## Work task
Your reply should be a single number, the count of lines in the records that contain the string "this".

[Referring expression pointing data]
▶

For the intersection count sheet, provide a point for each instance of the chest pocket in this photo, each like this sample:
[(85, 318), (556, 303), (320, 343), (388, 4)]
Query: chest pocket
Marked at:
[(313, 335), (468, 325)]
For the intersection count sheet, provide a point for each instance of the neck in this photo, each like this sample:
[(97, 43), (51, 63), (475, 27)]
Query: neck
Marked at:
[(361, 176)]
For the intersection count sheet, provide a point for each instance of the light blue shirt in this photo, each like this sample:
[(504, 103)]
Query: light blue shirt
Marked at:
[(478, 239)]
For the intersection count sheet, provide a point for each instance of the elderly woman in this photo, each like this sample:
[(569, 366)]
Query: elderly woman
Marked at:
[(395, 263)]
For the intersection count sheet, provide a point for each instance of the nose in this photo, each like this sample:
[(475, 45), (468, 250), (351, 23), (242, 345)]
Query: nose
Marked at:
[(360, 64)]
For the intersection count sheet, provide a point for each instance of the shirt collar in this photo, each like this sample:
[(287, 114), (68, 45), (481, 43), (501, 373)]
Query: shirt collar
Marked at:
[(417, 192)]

◀

## Written answer
6